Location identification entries
-=-=-
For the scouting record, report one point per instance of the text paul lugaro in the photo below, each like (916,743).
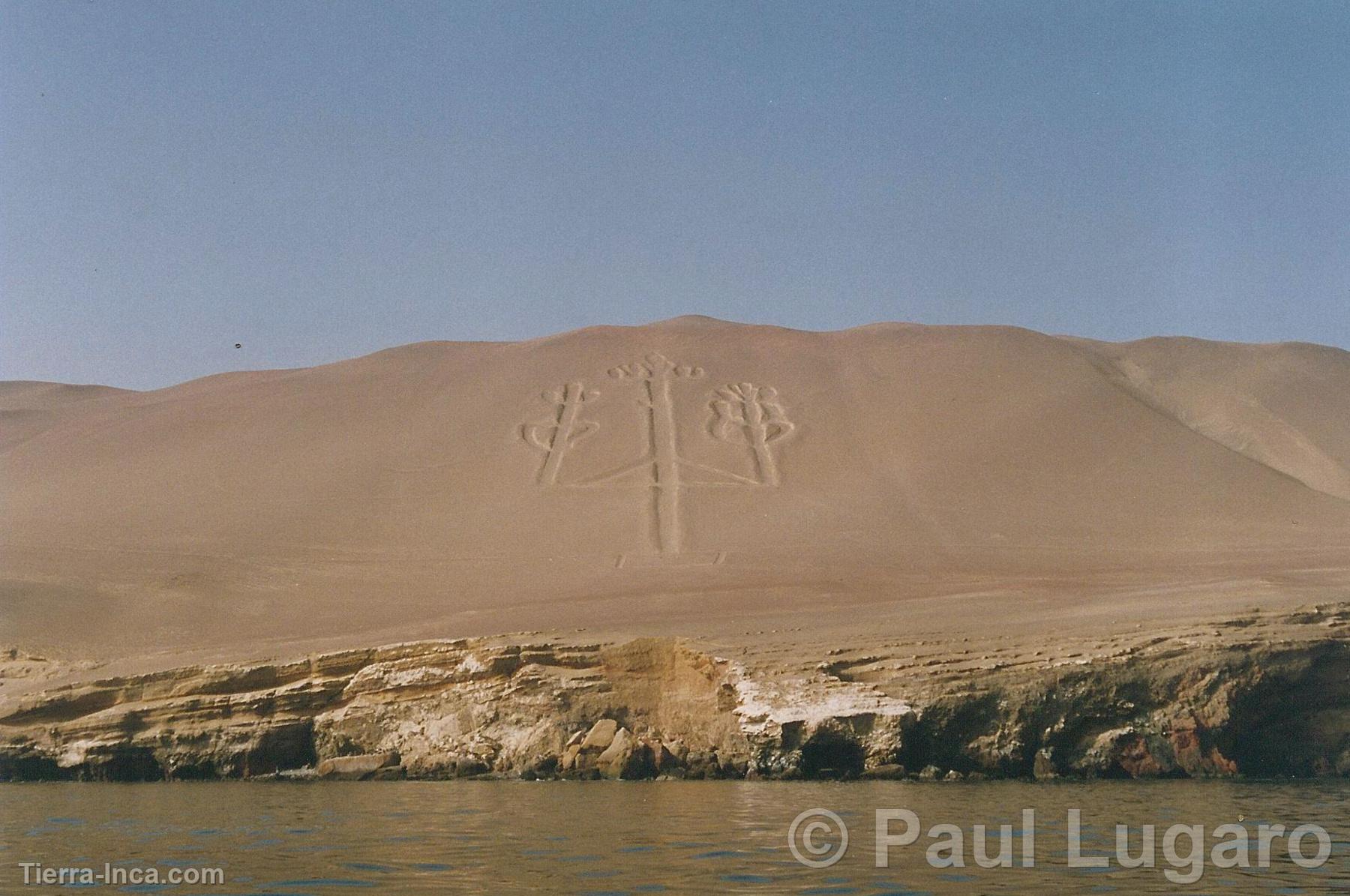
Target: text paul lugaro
(1186,849)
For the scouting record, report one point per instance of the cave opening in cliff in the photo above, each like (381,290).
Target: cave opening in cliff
(830,756)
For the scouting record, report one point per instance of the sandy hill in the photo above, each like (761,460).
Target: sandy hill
(685,475)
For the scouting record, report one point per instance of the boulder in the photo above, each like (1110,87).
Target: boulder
(600,736)
(1042,768)
(887,772)
(570,754)
(356,768)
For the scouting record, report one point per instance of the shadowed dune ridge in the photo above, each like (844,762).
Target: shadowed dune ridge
(447,489)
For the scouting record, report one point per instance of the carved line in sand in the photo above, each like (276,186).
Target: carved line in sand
(742,413)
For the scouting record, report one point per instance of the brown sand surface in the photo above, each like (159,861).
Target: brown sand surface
(766,490)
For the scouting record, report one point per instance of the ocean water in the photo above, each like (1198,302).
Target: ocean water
(678,837)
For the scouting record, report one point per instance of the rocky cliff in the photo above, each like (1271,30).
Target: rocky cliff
(1267,694)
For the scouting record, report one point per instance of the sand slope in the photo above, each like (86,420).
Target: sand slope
(446,489)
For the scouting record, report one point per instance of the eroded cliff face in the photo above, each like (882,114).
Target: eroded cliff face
(1262,695)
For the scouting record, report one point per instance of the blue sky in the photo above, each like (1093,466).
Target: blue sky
(322,180)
-=-=-
[Work instructions]: Using the records above, please retype only the run of lines from the line holding "each like (381,290)." through the last line, both ends included.

[Output for this exercise]:
For the scouting record, report one point per instance of the cave opening in cliff in the photo above, each like (381,290).
Target: cave opening in cliff
(830,756)
For the scouting record, report one point per instance of the sandy hill in the photo above, each like (761,460).
Target: sandy hill
(685,475)
For the scouting record, report one point per instance of the boulder in the photo above, each like (1110,87).
Target: boulder
(600,736)
(1042,768)
(887,772)
(570,754)
(356,768)
For the scouting record, report one point per instance of the shadowed dune ridge in the photo above, each like (844,762).
Target: shadowed dune ridge
(447,489)
For the scouting record, report one point per instance of the carved line in sand in the photo above, each like (276,186).
Target: carved line in sand
(742,413)
For the scouting record, report one point per instance of the brown sand surface in the photo above, each like (159,861).
Target: brown sand surface
(766,490)
For the scouting record, report one point per instance of the ocean water in the photo above, each like (1198,302).
Target: ocean water
(678,837)
For the scouting record, report one point per instance of the rocky cliff in the photo above, each like (1271,30).
Target: rocky cliff
(1267,694)
For the scouting record, report one point per instance of the sand slope in the photo above, each like (86,420).
Target: sand slope
(446,489)
For the scouting record, report one point per instance of the eroded cliff face in the photo above, each like (882,114).
Target: eroded cliff face
(1262,695)
For the scouting record, report one point per instance of the blue sky in the photo above, each like (1093,466).
Target: blue sky
(322,180)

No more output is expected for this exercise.